Excerpt from a dataset:
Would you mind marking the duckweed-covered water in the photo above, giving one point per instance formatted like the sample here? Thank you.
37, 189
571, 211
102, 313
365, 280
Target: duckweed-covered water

- Your goal: Render the lines above as a JSON list of strings, one string per line, leaving out any blank lines.

- Solution to this task:
[
  "Would you mind marking the duckweed-covered water in the photo above, giving one point per instance formatted like the sample here? Thank you.",
  "37, 189",
  "571, 211",
  "102, 313",
  "365, 280",
  "Target: duckweed-covered water"
]